[Zebrane dane]
------------------------------------------------
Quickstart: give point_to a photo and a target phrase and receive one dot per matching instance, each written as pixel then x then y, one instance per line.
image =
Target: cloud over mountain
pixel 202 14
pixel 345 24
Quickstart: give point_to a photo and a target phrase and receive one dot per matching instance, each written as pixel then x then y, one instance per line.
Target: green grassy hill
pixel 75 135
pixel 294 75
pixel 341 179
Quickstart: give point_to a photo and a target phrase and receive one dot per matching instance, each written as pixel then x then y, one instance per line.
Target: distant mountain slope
------------------------------------------------
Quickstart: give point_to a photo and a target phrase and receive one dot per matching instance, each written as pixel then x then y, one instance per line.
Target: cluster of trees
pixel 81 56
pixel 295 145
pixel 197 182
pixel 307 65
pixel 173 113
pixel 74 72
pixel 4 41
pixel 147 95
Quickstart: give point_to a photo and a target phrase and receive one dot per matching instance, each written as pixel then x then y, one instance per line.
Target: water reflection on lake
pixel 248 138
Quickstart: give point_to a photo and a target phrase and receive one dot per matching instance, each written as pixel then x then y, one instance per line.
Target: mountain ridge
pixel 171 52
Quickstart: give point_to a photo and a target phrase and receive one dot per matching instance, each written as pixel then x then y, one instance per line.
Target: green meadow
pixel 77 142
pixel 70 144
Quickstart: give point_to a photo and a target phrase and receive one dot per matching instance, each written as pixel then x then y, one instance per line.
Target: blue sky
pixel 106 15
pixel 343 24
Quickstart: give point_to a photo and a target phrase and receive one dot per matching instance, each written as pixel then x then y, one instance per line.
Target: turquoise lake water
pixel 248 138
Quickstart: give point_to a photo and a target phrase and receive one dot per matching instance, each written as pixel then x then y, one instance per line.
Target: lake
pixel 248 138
------------------------------------------------
WYMAGANIA ZADANIA → Przefiltruj zapisy i przepisz każdy wiersz, w którym występuje słowo „lake”.

POPRAWNY WYNIK →
Target: water reflection on lake
Target: turquoise lake water
Target: lake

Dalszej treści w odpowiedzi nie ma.